▸ **PROBLEM**
Format all of the records below as a numbered list with no blank lines, and leave any pictures out of your answer.

** start of DATASET ROWS **

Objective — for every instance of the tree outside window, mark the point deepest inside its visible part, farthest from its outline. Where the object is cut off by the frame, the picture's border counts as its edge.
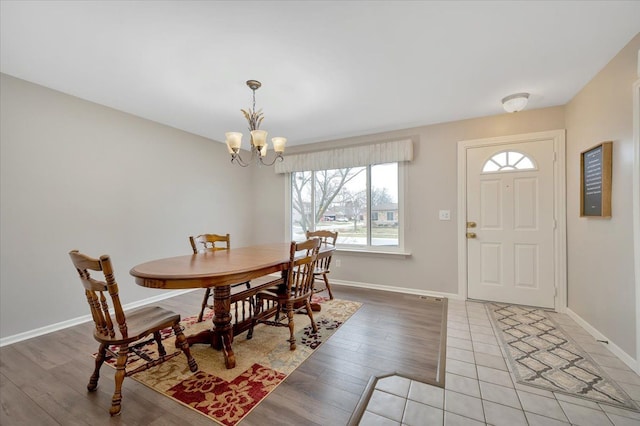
(342, 200)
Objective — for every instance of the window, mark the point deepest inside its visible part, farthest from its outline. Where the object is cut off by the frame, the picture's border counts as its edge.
(344, 199)
(508, 161)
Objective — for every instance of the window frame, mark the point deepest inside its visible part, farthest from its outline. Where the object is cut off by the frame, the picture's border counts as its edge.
(367, 248)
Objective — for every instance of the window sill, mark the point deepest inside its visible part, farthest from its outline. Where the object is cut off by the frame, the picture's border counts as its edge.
(364, 251)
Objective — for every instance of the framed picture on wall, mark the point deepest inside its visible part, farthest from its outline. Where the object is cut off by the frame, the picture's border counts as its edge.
(595, 181)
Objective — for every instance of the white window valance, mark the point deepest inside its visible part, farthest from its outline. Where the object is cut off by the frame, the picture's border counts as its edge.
(353, 156)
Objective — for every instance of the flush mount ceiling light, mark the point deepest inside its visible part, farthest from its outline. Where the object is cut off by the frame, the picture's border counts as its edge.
(515, 102)
(258, 137)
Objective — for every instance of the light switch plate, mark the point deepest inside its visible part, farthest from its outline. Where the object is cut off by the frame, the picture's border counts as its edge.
(445, 215)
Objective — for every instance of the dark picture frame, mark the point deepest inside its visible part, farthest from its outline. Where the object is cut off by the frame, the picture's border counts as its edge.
(595, 181)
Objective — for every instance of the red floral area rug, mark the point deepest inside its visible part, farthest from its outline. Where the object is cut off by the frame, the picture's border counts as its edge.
(262, 363)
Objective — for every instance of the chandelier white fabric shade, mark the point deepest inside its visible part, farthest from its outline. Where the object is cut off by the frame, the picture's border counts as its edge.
(515, 102)
(259, 144)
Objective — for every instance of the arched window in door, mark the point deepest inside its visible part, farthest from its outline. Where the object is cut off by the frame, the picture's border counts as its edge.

** end of DATASET ROWS **

▸ **FULL RESPONSE**
1. Objective — for every instance of the tree outside window, mark the point deepest inside its visible part, farthest from its outline. Where the object is cut off by the frame, the picture's border counts as its edge.
2. (342, 200)
3. Objective — for every instance of the window, mark the point deepest inside its visible part, farthest from its outline. Where the object is cut off by the frame, the picture's border counts as its edge.
4. (344, 199)
5. (508, 161)
6. Objective — for every instance of the window frame, mark the point deepest inside its visible part, farthest from its outline. Where the object is cut off by the frame, the picture's border counts as its edge.
7. (367, 248)
8. Objective — for every instance of the window sill, mark the point deepest inside its visible part, farthest from its outline. Where the object is cut off by the frame, the picture's border counts as its edge.
9. (364, 251)
10. Objective — for every instance of the framed picture on wall, mark the point deepest inside its visible part, farthest from its outline. Where the object is cut off by the frame, the picture's border counts as its edge.
11. (595, 181)
12. Objective — for every instance of the white window valance, mark the point deepest inside its visible part, farthest from its outline. Where the object is cut off by the frame, the picture's border counts as its edge.
13. (353, 156)
14. Objective — for every instance of the flush mount ceiling light, mark the point deepest inside its visible part, farthest from its outline. Where the object is cut off by the frame, the picture's border counts as its edge.
15. (515, 102)
16. (258, 137)
17. Objective — for every instance of the light switch plate, mark the point deepest inside its visible part, farthest from its outline. Where the object is cut off by the frame, the picture's border counts as its edge.
18. (445, 215)
19. Objective — for every instance of the dark picture frame, mark the point deepest inside its visible part, farthest from its outline. Where the object is cut off by the frame, the picture's border counts as its edge.
20. (595, 181)
21. Objective — for every instance of the red floral area rug, mark the point deepest inside its visible part, farthest from its outline. Where the object is cut off by the frame, the picture's border counts as its edge.
22. (262, 363)
23. Objective — for every instance of the chandelier white fabric shade, mark the point deepest inside its visible part, farthest from its outline. Where the object is cut off by the frame, the picture's border counts as its edge.
24. (515, 102)
25. (259, 144)
26. Objective — for every instance of the arched window in door, mark the point deepest inside its visible part, farthest from its outline. Where the object is cut off by the frame, the picture's border counts as its edge.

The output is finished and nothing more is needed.